» Stored data

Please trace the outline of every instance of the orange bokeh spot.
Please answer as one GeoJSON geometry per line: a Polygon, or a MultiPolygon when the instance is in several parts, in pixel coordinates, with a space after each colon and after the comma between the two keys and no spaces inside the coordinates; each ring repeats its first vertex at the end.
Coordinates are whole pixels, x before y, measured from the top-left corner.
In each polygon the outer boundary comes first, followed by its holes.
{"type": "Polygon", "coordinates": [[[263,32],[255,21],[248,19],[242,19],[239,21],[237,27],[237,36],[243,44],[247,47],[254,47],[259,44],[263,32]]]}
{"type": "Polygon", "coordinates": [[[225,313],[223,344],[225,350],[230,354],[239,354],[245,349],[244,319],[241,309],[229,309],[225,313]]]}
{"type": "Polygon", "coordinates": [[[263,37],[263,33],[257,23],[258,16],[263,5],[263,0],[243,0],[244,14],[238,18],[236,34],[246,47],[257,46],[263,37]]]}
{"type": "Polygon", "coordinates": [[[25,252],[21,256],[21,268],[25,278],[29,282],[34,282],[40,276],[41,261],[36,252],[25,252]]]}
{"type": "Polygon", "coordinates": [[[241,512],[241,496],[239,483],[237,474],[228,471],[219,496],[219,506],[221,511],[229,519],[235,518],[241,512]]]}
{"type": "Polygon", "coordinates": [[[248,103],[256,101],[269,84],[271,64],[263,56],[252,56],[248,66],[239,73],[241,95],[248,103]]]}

» PROBLEM STATEMENT
Rewrite the material above as a numbered list, starting at its first line and ending with the line containing "Please answer as", both included. Leave out any blank lines.

» THE SOLUTION
1. Please trace the outline of every instance of the orange bokeh spot.
2. Please answer as one GeoJSON geometry per line: a Polygon, or a MultiPolygon when the instance is in several parts, in pixel coordinates, with a space after each colon and after the comma between the two keys and no spaces inside the coordinates; each ring repeats its first vertex at the end.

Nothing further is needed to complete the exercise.